### Source material
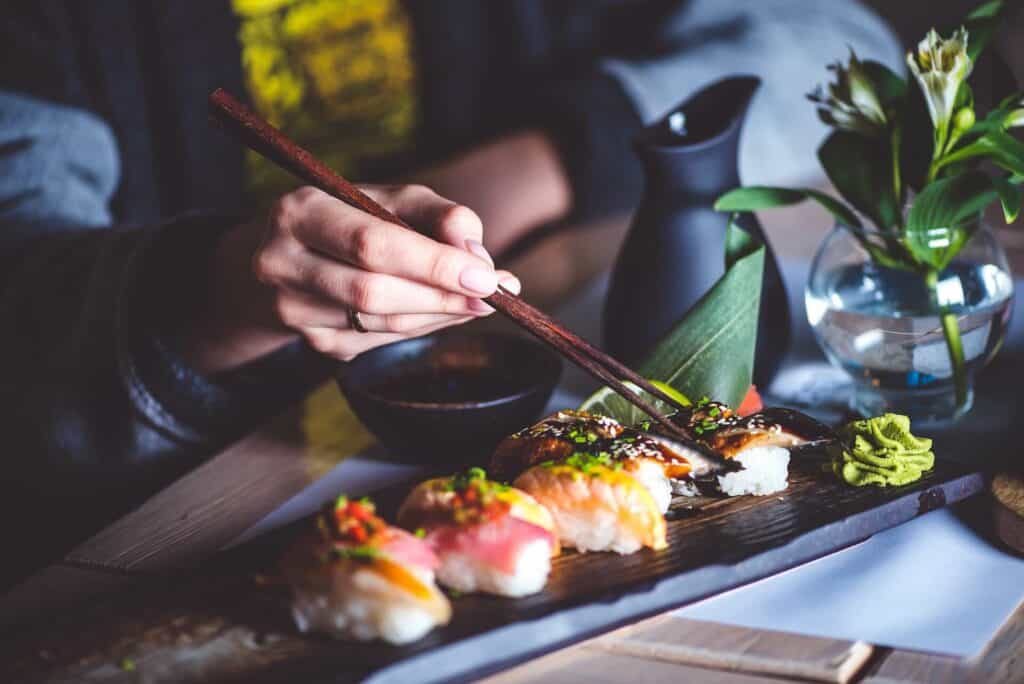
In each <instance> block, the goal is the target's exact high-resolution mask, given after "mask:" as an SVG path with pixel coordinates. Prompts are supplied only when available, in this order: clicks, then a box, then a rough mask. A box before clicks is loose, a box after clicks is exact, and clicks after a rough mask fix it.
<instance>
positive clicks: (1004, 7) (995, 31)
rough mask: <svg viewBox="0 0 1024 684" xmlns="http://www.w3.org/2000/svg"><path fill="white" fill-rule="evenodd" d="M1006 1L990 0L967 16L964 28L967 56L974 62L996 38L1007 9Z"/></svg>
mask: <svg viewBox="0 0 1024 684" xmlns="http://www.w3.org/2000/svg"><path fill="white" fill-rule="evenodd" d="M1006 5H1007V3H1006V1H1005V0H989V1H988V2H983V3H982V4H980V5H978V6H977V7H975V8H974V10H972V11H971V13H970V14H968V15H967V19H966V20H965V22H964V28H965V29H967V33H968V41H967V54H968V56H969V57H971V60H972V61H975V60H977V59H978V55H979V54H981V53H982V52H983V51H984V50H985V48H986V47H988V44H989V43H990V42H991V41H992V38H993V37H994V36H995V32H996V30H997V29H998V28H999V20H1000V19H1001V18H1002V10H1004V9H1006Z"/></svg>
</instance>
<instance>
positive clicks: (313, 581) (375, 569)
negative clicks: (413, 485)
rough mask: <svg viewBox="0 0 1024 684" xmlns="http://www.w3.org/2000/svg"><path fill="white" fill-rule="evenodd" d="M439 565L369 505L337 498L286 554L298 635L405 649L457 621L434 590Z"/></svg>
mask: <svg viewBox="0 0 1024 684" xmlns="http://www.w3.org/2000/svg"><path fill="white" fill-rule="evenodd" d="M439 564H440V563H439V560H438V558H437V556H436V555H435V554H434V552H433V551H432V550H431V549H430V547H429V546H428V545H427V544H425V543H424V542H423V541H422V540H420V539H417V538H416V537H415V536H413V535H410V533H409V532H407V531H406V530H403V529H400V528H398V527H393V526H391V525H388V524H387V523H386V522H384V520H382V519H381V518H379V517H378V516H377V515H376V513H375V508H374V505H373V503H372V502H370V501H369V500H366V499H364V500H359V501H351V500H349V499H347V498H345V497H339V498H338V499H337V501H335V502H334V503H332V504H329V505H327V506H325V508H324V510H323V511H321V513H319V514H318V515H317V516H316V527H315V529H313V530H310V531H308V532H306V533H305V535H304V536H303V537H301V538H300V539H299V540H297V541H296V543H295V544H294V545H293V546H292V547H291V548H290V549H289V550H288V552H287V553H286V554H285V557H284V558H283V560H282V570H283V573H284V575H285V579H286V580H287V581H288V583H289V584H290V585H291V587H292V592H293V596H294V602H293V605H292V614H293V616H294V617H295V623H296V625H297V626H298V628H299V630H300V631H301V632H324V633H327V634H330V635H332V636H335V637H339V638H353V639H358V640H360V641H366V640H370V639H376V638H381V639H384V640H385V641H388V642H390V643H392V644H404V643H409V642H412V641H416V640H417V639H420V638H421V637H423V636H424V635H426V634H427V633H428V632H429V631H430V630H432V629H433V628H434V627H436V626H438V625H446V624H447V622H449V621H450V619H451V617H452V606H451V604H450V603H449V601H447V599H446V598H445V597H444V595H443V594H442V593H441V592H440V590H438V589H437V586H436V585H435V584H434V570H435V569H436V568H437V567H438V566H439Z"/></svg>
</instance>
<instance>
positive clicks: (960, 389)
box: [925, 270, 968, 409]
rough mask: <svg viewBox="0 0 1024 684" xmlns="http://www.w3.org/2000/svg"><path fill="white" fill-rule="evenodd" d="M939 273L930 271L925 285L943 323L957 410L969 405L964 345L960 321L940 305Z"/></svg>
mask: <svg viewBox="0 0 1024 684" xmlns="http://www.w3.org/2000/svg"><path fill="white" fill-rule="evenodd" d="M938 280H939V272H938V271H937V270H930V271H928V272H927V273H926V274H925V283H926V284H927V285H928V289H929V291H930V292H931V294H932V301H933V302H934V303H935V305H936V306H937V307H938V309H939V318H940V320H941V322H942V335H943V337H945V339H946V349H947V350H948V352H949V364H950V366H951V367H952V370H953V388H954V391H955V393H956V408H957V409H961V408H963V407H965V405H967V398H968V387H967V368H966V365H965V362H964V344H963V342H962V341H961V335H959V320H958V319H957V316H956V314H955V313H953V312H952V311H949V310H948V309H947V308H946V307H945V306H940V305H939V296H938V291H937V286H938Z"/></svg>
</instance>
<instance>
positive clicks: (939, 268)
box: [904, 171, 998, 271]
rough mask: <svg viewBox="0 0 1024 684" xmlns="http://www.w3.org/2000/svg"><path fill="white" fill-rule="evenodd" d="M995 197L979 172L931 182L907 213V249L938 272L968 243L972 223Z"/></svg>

### Action item
Which of the lines in the data hold the string "positive"? Report each of them by copying it.

### Output of the task
positive clicks: (1004, 7) (995, 31)
positive clicks: (313, 581) (375, 569)
positive clicks: (960, 389)
positive clicks: (939, 268)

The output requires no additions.